Selected extract:

++++++++

From 1404788b907ec5b6f9dd554f63c868af28507c7a Mon Sep 17 00:00:00 2001
From: Chelsea Lin <chelsealin@google.com>
Date: Thu, 17 Apr 2025 17:32:41 +0000
Subject: [PATCH 1/4] feat: enable local json string validations

---
 bigframes/core/local_data.py       | 21 ++++++++++++++++++---
 tests/system/small/test_session.py | 26 ++++++++++++++++++++++++--
 2 files changed, 42 insertions(+), 5 deletions(-)

diff --git a/bigframes/core/local_data.py b/bigframes/core/local_data.py
index 70b1741af7..524a4c57a1 100644
--- a/bigframes/core/local_data.py
+++ b/bigframes/core/local_data.py
@@ -26,11 +26,12 @@
 
 import geopandas  # type: ignore
 import numpy as np
-import pandas
+import pandas as pd
 import pyarrow as pa
 import pyarrow.parquet  # type: ignore
 
 import bigframes.core.schema as schemata
+import bigframes.core.utils as utils
 import bigframes.dtypes
 
 
@@ -66,7 +67,7 @@ def metadata(self) -> LocalTableMetadata:
         return LocalTableMetadata.from_arrow(self.data)

++++++++

Brief A:
Rewrite the summary block in the patch that begins "bigframes/core/local_data.py | 21" as a short list, keeping each file name and the change counts.
Brief B:
How does the patch change the pandas import in bigframes/core/local_data.py?

Object location annotation data:
++++++++

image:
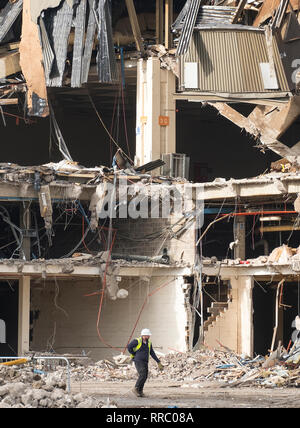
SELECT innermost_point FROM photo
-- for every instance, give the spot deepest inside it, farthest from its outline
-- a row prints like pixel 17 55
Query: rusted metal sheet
pixel 269 7
pixel 208 15
pixel 267 124
pixel 228 61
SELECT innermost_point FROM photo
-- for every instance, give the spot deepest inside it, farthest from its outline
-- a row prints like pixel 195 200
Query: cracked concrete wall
pixel 67 317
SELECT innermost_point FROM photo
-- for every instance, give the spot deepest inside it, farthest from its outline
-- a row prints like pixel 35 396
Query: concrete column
pixel 245 315
pixel 155 88
pixel 240 235
pixel 25 224
pixel 24 315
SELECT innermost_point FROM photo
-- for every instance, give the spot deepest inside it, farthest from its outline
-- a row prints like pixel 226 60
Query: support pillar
pixel 245 315
pixel 25 223
pixel 240 235
pixel 24 315
pixel 156 111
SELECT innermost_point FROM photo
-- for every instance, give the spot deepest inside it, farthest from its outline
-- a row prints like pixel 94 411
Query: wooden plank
pixel 9 64
pixel 78 49
pixel 32 65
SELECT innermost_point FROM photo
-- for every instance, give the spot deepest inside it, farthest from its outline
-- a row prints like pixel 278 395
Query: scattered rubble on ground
pixel 204 365
pixel 21 387
pixel 25 386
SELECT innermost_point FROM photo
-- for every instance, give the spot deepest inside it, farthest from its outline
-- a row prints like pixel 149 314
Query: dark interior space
pixel 264 298
pixel 216 146
pixel 70 232
pixel 263 317
pixel 32 141
pixel 214 290
pixel 9 314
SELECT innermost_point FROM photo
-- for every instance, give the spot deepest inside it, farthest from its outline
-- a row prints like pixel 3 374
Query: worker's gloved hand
pixel 160 366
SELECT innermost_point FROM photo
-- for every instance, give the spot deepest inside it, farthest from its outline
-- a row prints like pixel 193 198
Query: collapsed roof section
pixel 63 35
pixel 222 62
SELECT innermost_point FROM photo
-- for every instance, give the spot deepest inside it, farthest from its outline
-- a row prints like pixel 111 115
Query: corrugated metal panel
pixel 207 15
pixel 228 61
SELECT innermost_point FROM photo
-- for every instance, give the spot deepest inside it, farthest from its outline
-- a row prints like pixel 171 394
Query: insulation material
pixel 106 60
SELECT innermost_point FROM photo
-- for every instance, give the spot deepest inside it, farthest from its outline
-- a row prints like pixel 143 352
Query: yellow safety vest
pixel 140 341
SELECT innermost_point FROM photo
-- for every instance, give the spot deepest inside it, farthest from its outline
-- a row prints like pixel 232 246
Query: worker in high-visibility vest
pixel 140 350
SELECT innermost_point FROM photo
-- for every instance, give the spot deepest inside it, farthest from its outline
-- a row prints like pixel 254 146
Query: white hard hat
pixel 145 332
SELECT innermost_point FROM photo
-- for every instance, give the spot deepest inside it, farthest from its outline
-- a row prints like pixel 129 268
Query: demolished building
pixel 165 100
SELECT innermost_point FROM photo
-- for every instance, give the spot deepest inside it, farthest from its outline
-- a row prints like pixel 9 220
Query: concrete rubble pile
pixel 20 387
pixel 196 369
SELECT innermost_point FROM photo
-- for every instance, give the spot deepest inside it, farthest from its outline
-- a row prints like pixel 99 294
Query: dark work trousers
pixel 142 369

++++++++

Written response A:
- bigframes/core/local_data.py: 21 lines changed
- tests/system/small/test_session.py: 26 lines changed
- Total: 2 files changed, 42 insertions, 5 deletions

Written response B:
It replaces "import pandas" with "import pandas as pd".